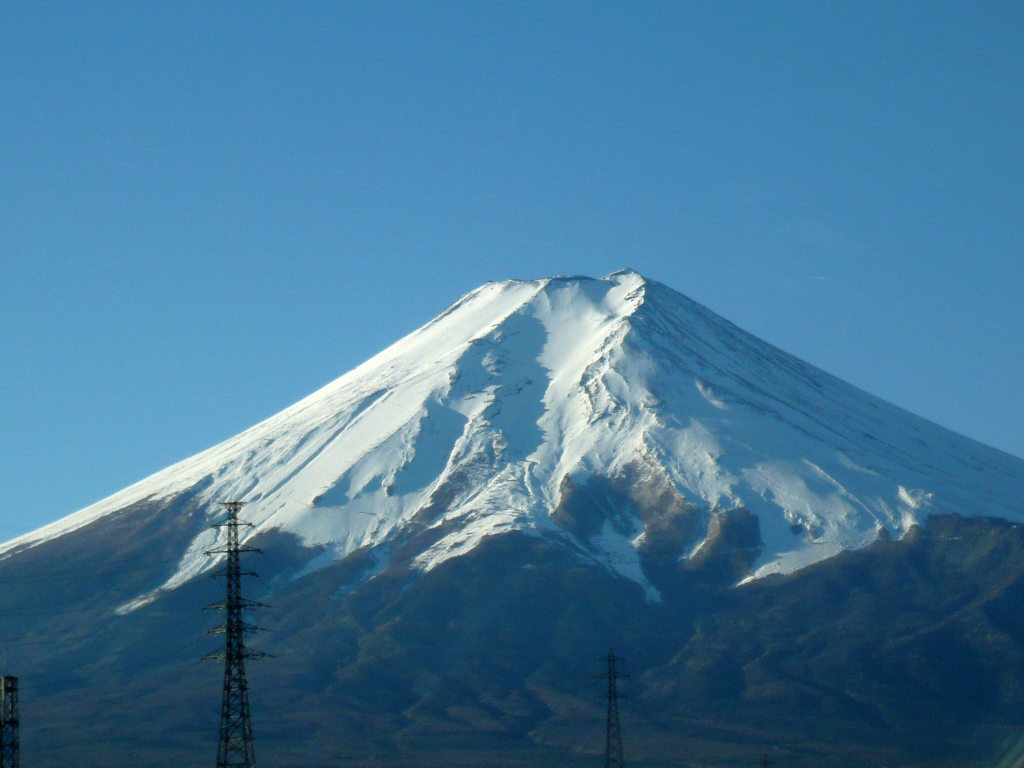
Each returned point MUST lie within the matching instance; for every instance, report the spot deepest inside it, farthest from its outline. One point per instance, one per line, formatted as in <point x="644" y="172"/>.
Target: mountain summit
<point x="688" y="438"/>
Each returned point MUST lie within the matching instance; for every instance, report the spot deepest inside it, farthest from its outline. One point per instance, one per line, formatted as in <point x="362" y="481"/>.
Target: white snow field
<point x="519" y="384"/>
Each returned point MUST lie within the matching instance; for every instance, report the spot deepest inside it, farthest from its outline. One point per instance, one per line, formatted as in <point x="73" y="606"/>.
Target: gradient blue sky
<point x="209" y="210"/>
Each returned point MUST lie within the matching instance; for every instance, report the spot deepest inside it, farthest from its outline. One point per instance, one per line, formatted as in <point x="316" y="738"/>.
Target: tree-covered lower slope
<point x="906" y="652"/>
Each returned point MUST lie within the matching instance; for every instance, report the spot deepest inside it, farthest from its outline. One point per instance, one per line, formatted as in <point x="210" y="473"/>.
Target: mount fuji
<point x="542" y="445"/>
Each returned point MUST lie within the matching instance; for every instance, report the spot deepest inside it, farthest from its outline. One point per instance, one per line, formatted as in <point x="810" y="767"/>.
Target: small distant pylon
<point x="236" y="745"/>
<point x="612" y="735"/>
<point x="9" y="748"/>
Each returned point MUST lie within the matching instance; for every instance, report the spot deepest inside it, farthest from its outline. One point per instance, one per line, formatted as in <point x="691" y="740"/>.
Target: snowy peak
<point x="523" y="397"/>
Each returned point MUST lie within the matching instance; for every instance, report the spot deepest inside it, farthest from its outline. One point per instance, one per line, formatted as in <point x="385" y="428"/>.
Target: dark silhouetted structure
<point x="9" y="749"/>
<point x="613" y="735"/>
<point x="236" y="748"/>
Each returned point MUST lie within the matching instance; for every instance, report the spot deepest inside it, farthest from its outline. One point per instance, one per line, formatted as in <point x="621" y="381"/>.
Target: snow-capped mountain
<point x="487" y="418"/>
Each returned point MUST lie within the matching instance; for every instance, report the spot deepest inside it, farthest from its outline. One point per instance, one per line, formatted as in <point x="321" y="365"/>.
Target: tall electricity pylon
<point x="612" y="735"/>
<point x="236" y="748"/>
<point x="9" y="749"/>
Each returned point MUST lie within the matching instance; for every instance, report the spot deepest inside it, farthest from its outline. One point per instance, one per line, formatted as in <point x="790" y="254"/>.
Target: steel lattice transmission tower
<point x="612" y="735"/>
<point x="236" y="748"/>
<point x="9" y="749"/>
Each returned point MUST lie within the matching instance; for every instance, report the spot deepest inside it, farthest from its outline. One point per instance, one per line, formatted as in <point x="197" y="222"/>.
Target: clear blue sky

== The task ==
Give the records back exactly. Leave the pictures out.

== Exercise response ==
Each returned point MUST lie within the matching instance; for every instance, report the spot deepest inside it, farthest from its outline. One point per instance, one per line, formatted as in <point x="644" y="172"/>.
Target: mountain summit
<point x="688" y="438"/>
Each returned point MUST lie within the matching instance; for every instance, report the spot deepest inside it, farthest from its outline. One point per instance, one per line, formatted as in <point x="362" y="481"/>.
Target: white snow field
<point x="519" y="384"/>
Each returned point MUST lie within the matching instance; for every instance, report the spot deepest inside it, farthest from its outline. One point per instance, one per line, formatted as in <point x="73" y="606"/>.
Target: gradient blue sky
<point x="209" y="210"/>
Each returned point MUST lie within the matching instance; for every instance, report the spot deepest inside it, farthest from its outline. One point per instance, one per line, formatted as in <point x="316" y="738"/>.
Target: tree-covered lower slope
<point x="906" y="652"/>
Each returned point MUST lie within the matching instance; for every instance, report the spot deepest inside it, farthest from its outline. One point per instance, one per line, formatted as in <point x="210" y="473"/>.
Target: mount fuji
<point x="542" y="445"/>
Each returned point MUST lie within the matching instance; for every instance, report the spot deepest inside it, farthest from its outline. One point per instance, one per line, formatted as in <point x="810" y="767"/>.
Target: small distant pylon
<point x="236" y="745"/>
<point x="612" y="735"/>
<point x="9" y="748"/>
Each returned point MUST lie within the matching instance; for every instance, report the spot deepest inside it, farthest from its outline. One point per instance, one per line, formatted as in <point x="691" y="740"/>.
Target: snowy peak
<point x="523" y="397"/>
Each returned point MUST lie within the matching instance; for every instance, report the spot deepest inside it, farthest from its outline. One point per instance, one per line, formatted as in <point x="385" y="428"/>.
Target: dark silhouetted structure
<point x="9" y="749"/>
<point x="613" y="735"/>
<point x="236" y="748"/>
Each returned point MUST lie within the matching instance; for every instance, report the spot deepest inside it, farthest from its outline. One point per instance, one per line, formatted as in <point x="621" y="381"/>.
Target: snow-capped mountain
<point x="487" y="418"/>
Each returned point MUST lie within the matching instance; for every instance, report the spot deepest inside it, farthest from its outline. One point per instance, one per line, formatted as in <point x="321" y="365"/>.
Target: tall electricity pylon
<point x="612" y="735"/>
<point x="236" y="748"/>
<point x="9" y="749"/>
Each returned point MUST lie within the matching instance; for every instance, report the spot deepest inside it, farthest from its outline. One point per instance, one per line, formatted as in <point x="790" y="254"/>.
Target: steel lattice transmission tower
<point x="612" y="735"/>
<point x="236" y="748"/>
<point x="9" y="749"/>
Each returned point MUST lie within the matching instance; for every instance, report the spot deepest inside it, farthest from its outline. One point per instance, one per line, formatted as in <point x="197" y="222"/>.
Target: clear blue sky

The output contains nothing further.